### Given records
● ● ● ● ●

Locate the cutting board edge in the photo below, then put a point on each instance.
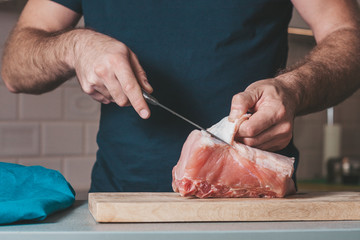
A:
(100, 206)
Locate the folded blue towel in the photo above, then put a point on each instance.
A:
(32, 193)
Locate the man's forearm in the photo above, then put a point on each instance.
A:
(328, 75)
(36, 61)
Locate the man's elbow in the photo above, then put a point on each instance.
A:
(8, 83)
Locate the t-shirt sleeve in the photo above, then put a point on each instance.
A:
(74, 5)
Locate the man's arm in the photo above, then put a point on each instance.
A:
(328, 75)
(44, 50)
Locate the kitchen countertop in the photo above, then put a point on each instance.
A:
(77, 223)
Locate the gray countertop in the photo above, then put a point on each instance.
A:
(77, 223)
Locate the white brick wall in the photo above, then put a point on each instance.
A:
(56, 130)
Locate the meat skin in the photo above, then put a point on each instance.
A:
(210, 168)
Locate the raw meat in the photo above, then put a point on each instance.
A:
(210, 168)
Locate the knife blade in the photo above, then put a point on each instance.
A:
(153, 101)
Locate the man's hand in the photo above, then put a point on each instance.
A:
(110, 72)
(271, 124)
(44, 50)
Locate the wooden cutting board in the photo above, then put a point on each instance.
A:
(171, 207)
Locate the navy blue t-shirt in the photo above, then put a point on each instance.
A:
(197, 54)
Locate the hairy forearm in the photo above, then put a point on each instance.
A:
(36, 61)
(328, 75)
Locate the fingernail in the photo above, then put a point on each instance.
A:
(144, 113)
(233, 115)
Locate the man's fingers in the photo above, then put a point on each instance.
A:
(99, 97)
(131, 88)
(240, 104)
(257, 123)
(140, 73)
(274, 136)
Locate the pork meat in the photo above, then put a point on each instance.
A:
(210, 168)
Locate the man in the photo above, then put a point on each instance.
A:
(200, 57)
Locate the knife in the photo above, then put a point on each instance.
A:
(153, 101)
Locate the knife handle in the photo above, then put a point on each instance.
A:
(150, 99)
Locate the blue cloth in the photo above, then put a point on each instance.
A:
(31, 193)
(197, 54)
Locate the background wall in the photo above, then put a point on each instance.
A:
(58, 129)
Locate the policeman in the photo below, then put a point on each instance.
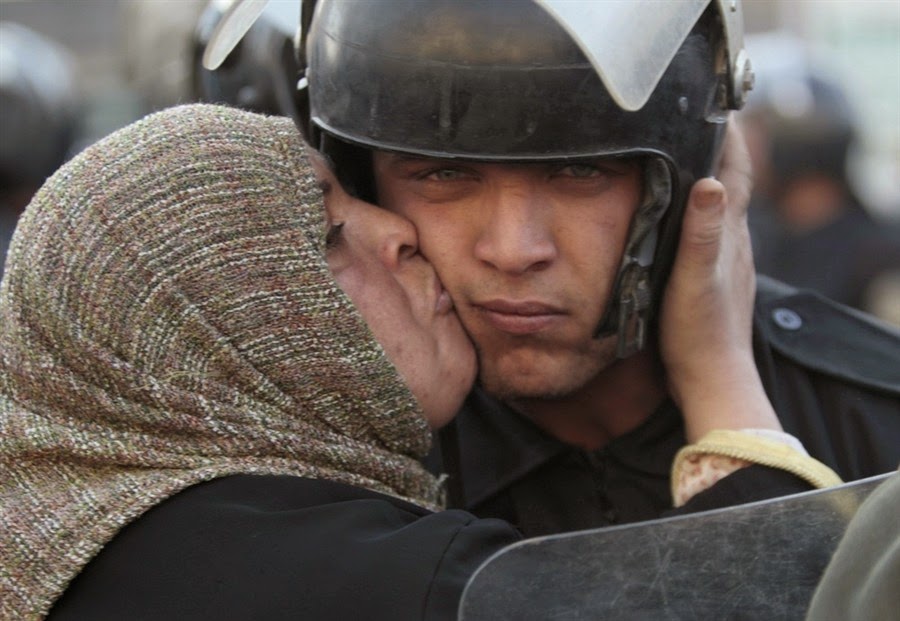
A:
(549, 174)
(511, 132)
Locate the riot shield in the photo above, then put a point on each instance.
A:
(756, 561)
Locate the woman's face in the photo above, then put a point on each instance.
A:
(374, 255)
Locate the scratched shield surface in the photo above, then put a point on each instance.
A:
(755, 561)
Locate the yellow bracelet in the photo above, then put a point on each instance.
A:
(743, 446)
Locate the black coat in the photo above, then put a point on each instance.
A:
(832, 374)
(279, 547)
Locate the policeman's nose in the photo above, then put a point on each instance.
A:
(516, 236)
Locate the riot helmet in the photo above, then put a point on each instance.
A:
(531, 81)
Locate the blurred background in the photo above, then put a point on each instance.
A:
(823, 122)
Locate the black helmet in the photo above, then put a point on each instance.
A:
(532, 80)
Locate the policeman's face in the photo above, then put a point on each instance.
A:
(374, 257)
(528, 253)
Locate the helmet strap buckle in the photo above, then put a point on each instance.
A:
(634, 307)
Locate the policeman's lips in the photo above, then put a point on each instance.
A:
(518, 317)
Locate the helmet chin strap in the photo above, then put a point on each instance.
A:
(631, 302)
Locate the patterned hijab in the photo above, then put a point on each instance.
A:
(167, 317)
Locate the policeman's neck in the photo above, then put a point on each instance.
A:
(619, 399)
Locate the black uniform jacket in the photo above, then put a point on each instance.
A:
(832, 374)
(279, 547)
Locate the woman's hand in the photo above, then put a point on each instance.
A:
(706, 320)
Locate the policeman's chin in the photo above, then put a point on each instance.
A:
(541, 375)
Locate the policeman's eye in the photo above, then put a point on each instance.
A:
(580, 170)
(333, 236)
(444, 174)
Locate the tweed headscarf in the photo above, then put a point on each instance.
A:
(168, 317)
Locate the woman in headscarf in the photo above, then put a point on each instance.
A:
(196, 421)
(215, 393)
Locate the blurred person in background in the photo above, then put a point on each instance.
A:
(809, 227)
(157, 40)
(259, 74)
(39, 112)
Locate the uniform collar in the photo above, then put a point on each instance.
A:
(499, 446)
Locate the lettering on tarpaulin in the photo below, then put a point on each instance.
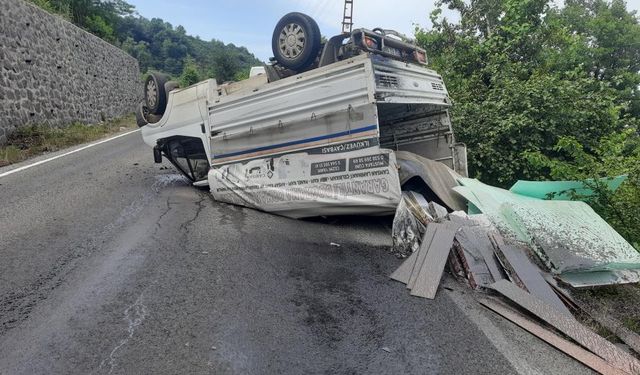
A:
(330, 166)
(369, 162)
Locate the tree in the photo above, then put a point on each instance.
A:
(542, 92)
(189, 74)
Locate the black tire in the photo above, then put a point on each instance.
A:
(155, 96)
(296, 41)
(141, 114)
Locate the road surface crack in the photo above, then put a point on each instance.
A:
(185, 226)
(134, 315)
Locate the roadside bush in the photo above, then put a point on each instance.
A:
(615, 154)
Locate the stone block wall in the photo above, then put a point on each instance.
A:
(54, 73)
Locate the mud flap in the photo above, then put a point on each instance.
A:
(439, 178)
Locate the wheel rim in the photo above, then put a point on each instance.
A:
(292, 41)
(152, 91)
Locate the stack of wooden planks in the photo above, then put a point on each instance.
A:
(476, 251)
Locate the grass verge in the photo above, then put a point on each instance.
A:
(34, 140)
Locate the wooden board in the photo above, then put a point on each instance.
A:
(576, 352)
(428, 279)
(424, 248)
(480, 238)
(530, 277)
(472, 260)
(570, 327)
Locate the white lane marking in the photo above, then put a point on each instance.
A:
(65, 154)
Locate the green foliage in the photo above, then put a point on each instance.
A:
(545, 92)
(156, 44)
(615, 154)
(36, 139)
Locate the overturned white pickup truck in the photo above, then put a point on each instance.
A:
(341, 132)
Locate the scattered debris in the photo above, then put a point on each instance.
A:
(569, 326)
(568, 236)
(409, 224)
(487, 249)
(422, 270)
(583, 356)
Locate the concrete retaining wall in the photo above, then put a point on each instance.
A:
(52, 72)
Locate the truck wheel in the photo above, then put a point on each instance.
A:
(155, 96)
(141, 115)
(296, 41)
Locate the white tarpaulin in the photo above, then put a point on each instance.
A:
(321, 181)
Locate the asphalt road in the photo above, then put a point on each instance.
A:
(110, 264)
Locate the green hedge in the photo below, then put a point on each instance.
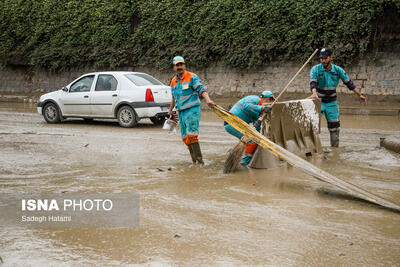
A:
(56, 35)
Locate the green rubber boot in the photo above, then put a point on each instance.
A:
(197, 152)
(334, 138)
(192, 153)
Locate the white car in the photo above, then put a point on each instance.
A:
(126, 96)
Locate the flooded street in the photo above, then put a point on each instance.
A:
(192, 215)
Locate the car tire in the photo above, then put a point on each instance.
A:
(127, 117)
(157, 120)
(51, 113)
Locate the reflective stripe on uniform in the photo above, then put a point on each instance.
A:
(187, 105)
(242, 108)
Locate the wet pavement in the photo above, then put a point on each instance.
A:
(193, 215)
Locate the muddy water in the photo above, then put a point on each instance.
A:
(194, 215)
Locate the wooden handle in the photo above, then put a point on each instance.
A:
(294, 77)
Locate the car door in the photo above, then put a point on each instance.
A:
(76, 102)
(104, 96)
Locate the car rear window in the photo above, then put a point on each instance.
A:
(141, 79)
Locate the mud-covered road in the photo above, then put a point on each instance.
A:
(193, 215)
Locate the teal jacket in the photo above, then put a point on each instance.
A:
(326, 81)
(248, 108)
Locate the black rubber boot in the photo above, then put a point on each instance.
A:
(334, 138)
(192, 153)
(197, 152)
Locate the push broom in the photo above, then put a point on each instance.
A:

● ● ● ● ●

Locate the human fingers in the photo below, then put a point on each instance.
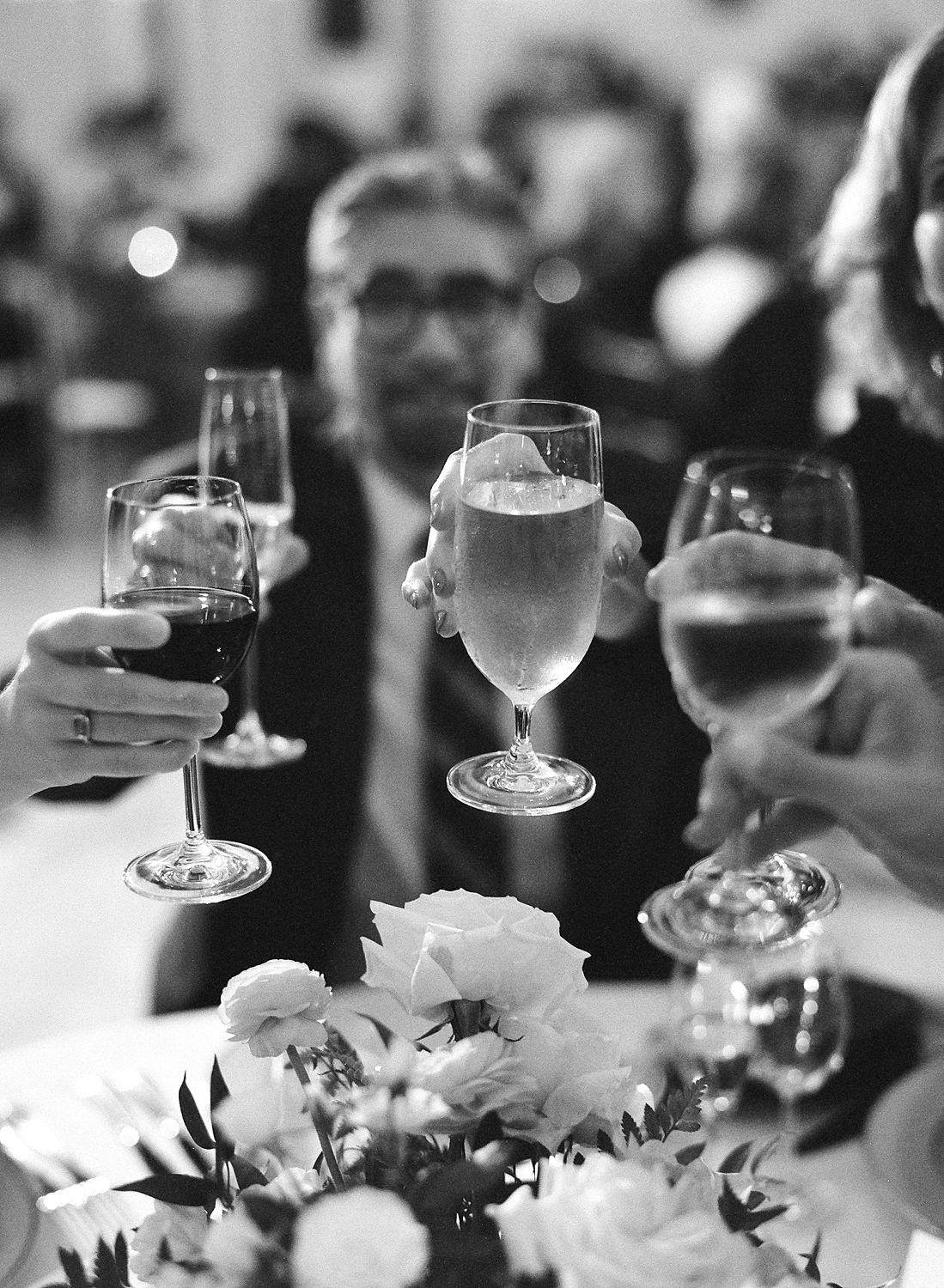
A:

● ● ● ● ●

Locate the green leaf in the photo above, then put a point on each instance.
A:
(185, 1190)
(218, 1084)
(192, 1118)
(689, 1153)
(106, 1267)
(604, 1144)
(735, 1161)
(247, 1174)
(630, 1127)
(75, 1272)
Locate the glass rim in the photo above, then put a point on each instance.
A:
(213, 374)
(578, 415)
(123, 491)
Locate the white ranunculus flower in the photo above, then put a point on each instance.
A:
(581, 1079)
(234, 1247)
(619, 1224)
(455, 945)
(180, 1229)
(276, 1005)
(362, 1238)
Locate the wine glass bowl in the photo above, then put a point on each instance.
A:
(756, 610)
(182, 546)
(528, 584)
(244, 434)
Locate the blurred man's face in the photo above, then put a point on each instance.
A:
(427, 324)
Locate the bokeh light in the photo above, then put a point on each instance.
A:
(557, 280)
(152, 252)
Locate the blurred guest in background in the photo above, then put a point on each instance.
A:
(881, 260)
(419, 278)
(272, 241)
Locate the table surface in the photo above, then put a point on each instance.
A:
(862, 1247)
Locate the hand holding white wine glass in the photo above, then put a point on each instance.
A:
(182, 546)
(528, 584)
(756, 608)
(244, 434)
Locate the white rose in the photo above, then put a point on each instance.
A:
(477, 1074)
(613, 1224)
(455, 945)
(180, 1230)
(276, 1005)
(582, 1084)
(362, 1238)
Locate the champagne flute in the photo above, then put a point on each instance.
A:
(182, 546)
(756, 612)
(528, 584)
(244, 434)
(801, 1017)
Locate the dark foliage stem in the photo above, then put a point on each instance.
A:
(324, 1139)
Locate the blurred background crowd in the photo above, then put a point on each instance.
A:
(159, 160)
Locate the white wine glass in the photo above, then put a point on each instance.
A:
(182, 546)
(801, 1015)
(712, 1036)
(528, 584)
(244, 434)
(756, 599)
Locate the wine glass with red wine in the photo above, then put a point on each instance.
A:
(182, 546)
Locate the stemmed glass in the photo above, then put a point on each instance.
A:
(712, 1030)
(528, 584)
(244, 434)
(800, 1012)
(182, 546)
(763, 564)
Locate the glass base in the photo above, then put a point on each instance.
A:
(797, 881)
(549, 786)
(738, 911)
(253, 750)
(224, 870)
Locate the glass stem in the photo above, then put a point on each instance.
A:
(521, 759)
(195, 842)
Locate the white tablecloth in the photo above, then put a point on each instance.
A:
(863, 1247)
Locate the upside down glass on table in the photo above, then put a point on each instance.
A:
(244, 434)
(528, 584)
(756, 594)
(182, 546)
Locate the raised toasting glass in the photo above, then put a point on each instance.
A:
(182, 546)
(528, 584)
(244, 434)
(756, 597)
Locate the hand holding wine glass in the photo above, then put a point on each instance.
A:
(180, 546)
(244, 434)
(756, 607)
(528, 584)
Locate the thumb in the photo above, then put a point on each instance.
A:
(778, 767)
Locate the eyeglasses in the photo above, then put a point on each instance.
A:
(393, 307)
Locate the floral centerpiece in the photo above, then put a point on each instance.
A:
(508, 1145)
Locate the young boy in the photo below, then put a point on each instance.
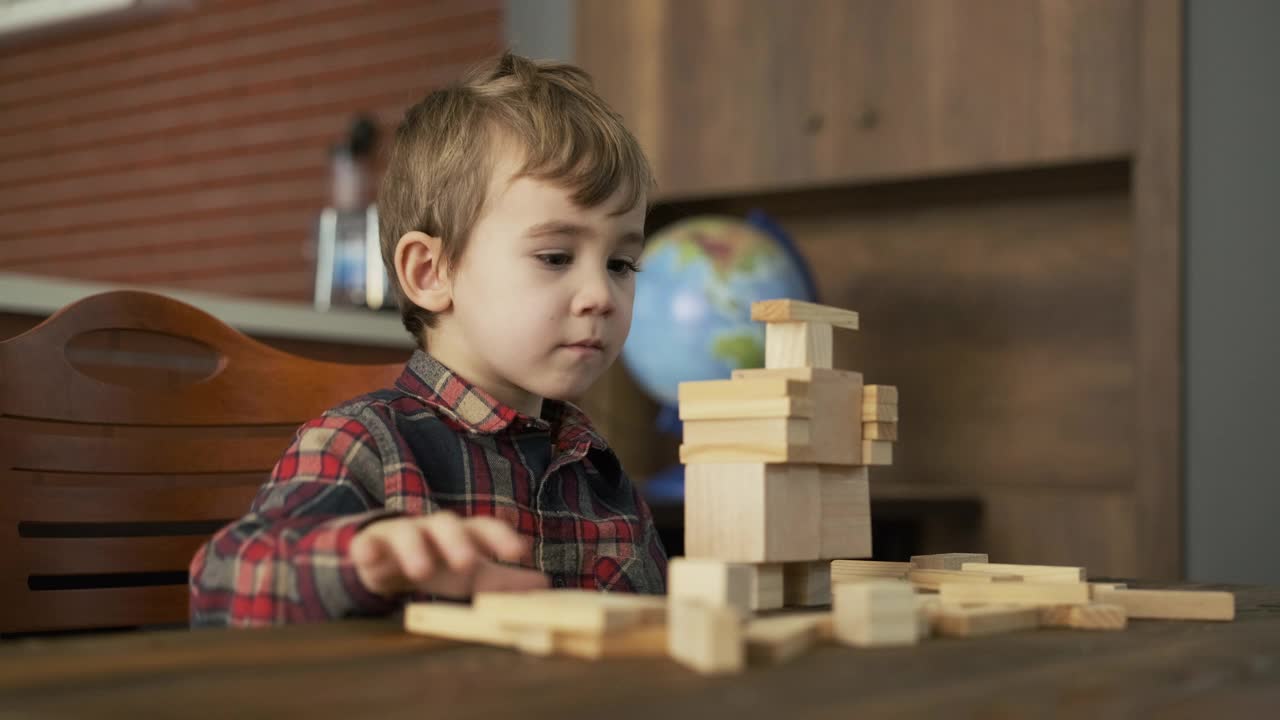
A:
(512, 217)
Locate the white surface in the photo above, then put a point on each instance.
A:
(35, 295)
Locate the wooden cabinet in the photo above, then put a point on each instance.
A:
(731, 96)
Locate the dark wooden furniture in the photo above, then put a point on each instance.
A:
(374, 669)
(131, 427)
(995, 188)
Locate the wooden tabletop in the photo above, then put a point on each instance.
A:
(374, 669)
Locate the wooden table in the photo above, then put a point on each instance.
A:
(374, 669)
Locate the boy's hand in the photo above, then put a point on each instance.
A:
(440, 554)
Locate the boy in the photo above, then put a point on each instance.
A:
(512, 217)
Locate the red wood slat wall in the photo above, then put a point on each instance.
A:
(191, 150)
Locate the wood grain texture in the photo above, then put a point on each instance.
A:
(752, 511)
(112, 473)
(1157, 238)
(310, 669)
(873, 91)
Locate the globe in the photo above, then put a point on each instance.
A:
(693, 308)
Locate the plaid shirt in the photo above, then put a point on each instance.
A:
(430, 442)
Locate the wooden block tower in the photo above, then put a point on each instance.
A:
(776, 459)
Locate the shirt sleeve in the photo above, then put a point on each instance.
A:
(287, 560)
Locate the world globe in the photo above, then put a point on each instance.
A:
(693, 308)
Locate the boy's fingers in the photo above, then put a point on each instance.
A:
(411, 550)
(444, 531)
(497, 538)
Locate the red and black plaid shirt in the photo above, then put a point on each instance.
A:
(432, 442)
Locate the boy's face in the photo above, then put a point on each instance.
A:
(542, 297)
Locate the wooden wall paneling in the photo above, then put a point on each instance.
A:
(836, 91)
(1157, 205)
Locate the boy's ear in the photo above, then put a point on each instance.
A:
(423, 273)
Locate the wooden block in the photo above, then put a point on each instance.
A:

● ● ● ● ●

### Assigned task
Which lines of the data above contain "black"? Copy each one.

### Solution for this problem
Locate the black coat in the photo above, then put a point on each instance.
Locate the black helmet in the photo above, then put a point on each instance.
Locate the black uniform jacket in the photo above, then put a point on each instance.
Locate the black tire in the photo above, then put a point on each instance.
Locate the black rubber boot in the photo above, then put a point on each instance.
Locate the red and black plaid shirt in the photo above, then put a point on each instance.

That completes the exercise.